Selected passage →
+-------+
Wind Power 

The missing link to Bushs energy plan

The eagerly awaited Bush energy plan released on May 17, 2001, disappointed many people because it largely overlooked the potential contribution of raising energy efficiency. It also overlooked the enormous potential of wind power, which is likely to add more to U.S. generating capacity over the next 20 years than coal.

In short, the authors of the plan appear to be out of touch with what is happening in the world energy economy, fashioning an energy plan more appropriate for the early 20th century rather than the early 21st century. They emphasized the role of coal, but world coal use peaked in 1996 and has declined some 11 percent since then as countries have turned away from this climate-disrupting fuel. Even China, which rivals the United States as a coal burning country, has reduced its coal use by 24 percent since 1996.

Meanwhile, world wind power use has multiplied nearly fourfold over the last five years, a growth rate matched only by the computer industry. In the United States, the American Wind Energy Association projects a staggering 60 percent growth in wind-generating capacity this year.

Wind power was once confined to California, but during the last three years, wind farms coming online in Minnesota, Iowa, Texas, Colorado, Wyoming, Oregon and Pennsylvania have boosted U.S. capacity by half from 1,680 megawatts to 2,550 megawatts. The 1,500 or more megawatts to be added this year will be located in a dozen states. A 300-megawatt wind farm under construction on the Oregon/Washington border is currently the world's largest.

But this is only the beginning. A 3,000-megawatt wind farm in the early planning stages in South Dakota, near the Iowa border, is 10 times the size of the Oregon/Washington wind farm.
+-------+
Data provided →
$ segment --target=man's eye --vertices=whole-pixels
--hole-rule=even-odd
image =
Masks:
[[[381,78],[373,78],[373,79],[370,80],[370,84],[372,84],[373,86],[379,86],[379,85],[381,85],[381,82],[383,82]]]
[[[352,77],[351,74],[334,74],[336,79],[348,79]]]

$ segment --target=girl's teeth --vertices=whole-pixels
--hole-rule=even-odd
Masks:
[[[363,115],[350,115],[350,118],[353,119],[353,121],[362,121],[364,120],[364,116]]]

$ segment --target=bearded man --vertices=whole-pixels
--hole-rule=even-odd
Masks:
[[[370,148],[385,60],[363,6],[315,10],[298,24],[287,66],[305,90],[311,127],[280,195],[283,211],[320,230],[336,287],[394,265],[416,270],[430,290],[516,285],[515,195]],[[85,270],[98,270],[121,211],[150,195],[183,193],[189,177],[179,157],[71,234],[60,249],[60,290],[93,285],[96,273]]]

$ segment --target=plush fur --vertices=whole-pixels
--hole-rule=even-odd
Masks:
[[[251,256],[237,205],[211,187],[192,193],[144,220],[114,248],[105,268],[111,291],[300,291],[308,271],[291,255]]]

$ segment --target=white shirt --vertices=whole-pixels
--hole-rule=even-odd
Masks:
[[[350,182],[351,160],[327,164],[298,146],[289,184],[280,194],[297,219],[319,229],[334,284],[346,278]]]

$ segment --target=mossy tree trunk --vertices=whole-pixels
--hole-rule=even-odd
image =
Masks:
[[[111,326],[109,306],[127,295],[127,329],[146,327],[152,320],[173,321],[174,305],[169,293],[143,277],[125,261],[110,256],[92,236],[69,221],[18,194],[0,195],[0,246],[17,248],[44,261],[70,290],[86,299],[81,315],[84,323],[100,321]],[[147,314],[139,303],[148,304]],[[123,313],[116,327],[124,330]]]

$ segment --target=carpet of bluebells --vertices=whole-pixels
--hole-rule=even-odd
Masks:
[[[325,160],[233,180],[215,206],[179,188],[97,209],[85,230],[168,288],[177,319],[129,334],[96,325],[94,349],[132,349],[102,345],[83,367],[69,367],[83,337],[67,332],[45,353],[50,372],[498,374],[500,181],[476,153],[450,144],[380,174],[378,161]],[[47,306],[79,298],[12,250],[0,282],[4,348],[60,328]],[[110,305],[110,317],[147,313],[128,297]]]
+-------+
Prompt →
Please continue the wind power article above, picking up right after its last sentence about the South Dakota wind farm.

Task output →
Advances in wind turbine technology, drawing heavily from the aerospace industry, have lowered the cost of wind power from 38 cents per kilowatt hour in the early 1980s to 3 to 6 cents today depending on the wind site. Wind, now competitive with fossil fuels, is already cheaper in some locations than oil or gas-fired power. With major corporations, such as ABB, Shell International and Enron plowing resources into this field, further cost cuts are projected.

Wind is a vast, worldwide source of energy. The U.S. Great Plains are the Saudi Arabia of wind power. Three wind-rich U.S. states -- North Dakota, Kansas and Texas -- have enough harnessable wind to meet national electricity needs.

Today Denmark, the world leader in wind turbine technology and manufacture, is getting 15 percent of its electricity from wind power. Spain's industrial state of Navarra, starting from scratch six years ago, now gets 24 percent of its electricity from wind. And as wind generating costs fall, and as concern about climate change escalates, more and more countries are climbing onto the wind energy bandwagon, including Argentina, the United Kingdom, France and China.

The Bush plan to add 393,000 megawatts of electricity nationwide by 2020 could be satisfied from wind alone. Money spent on wind-generated electricity tends to remain in the community, providing income, jobs, and tax revenue, bolstering local economies. U.S. farmers and ranchers, who own most of the wind rights in the country, are now joining environmentalists to lobby for development of this abundant alternative to fossil fuel.

Moreover, once we get cheap electricity from wind, we can use it to electrolyze water, producing hydrogen -- the fuel of choice for the new, highly efficient, fuel cell engine that every major automobile manufacturer is now working on. Daimler Chrysler plans to be on the market with fuel cell--powered cars in 2003. Ford, Toyota and Honda will probably not be far behind.

Surplus wind power can be stored as hydrogen and used in fuel cells or gas turbines to generate electricity, leveling supply when winds are variable. The wind meteorologist who analyzes wind regimes and identifies the best sites for wind farms will play a role in the new energy economy comparable to that of the petroleum geologist in the old energy economy.

For the first time, the United States has the technology and resources to divorce itself from Middle Eastern oil.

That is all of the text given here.